> [TASK SET]
• a. List every person named in the article on the Formula E Gen3 car.
• b. Retype the article on the Formula E Gen3 car, starting with "It also has" and going on through "new supplier Hankook.".

> [PASSAGE SHOWN]

[Start of Attachment]

The FIA and Formula E have released the first images of the new Gen3 model, a more powerful and lighter car which will be introduced for the 2022-23 season.
As revealed by The Race earlier this year, the teaser images hint at a car that has no traditional rear wing.
It also has an open front-wheeled look, which is in contrast to the current enclosed-wheeled Gen2 car. LED lights also will feature on the car on the rear bodywork and also at the front of the new design.
“The Gen3 is our fastest, lightest, most powerful and efficient racing car yet. It is a creature designed for its habitat: racing on city streets in wheel-to-wheel combat,” said Formula E CEO Jamie Reigle.
Spark Racing Technologies (SRT), which is coordinating the manufacturing and initial testing of the car, has been running mule car at various locations since October. This came on the back of some testing earlier this year with a modified old GP2 car for initial tyre work for new supplier Hankook.
The prototype car is known to have completed several days of tests at the Monteblanco circuit in southern Spain earlier this month and will continue its reliability testing in Spain next week.
Ex-Audi factory driver and three-time Le Mans winner Benoit Treluyer has conducted the testing, being a preferred test driver for SRT after doing some of the initial Gen2 prototype testing in 2018.
Jean Todt, FIA president, described the car as being “created at the intersection of high performance, efficiency and sustainability”.
“The work accomplished by the FIA’s teams together with Formula E, since the launch of the discipline eight seasons ago, tirelessly seek to drive innovation and further the development of sustainable mobility,” added Todt.
The Gen3 car has been billed as “the world’s most efficient racing car” by the FIA and Formula E as “at least 40% of the energy used within a race will be produced by regenerative braking during the race”.
It will be the first formula car aligned to ‘Life Cycle Thinking’ with a clear path towards second life and end of life for all tyres, broken parts, and battery cells.
The prototype car is present in Valencia and was introduced to team principals and other key stakeholders in the championship at a secret location in the city today.
The FIA’s Frederic Bertrand explained to The Race last month that a careful strategy was being put in place to introduce the Gen3 design, which has been worked on since the autumn of 2019.

[End of Attachment]

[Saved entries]
[Start of Attachment]

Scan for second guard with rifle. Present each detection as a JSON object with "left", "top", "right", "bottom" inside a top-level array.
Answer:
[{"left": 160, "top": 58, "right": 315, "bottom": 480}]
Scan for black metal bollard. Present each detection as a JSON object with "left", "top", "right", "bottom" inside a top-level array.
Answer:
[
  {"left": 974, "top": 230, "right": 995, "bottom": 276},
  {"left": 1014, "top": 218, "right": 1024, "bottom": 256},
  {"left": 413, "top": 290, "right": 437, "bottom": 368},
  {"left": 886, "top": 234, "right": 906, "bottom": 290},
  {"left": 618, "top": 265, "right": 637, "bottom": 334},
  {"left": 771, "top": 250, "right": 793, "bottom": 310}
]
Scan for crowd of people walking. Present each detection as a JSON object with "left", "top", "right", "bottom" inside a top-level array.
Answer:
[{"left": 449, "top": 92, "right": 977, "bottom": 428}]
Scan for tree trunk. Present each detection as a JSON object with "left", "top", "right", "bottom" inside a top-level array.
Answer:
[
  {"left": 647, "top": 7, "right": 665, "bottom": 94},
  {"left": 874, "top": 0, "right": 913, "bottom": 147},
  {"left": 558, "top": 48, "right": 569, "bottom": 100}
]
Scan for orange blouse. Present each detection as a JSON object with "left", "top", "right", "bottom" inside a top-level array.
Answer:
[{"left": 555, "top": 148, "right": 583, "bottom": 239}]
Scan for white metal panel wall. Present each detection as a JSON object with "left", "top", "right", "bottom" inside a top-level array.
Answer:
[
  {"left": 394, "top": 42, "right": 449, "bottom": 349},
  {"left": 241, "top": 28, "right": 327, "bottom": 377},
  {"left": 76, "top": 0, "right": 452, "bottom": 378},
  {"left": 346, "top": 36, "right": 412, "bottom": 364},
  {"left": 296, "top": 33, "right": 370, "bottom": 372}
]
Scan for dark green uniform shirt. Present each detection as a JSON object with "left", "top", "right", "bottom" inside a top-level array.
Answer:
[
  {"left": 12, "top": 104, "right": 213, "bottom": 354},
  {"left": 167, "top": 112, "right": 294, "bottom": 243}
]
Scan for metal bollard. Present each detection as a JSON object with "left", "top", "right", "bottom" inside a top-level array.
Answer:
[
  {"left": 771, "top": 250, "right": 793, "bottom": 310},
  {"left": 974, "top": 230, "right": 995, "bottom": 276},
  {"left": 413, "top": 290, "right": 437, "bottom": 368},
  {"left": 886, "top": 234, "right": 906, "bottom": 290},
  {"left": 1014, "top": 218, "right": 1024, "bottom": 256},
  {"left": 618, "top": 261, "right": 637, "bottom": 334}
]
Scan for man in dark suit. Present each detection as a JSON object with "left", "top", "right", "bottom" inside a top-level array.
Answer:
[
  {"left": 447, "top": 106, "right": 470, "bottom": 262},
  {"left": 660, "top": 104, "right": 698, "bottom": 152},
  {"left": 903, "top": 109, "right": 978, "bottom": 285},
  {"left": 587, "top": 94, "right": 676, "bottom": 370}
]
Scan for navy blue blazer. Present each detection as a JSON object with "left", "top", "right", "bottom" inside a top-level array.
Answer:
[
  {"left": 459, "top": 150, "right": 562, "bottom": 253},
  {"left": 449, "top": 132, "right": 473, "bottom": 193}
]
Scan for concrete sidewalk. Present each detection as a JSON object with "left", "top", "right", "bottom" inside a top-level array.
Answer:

[End of Attachment]

> [RESULTS FOR EACH TASK]
• a.
Jamie Reigle
Benoit Treluyer
Jean Todt
Frederic Bertrand

• b.
It also has an open front-wheeled look, which is in contrast to the current enclosed-wheeled Gen2 car. LED lights also will feature on the car on the rear bodywork and also at the front of the new design.
“The Gen3 is our fastest, lightest, most powerful and efficient racing car yet. It is a creature designed for its habitat: racing on city streets in wheel-to-wheel combat,” said Formula E CEO Jamie Reigle.
Spark Racing Technologies (SRT), which is coordinating the manufacturing and initial testing of the car, has been running mule car at various locations since October. This came on the back of some testing earlier this year with a modified old GP2 car for initial tyre work for new supplier Hankook.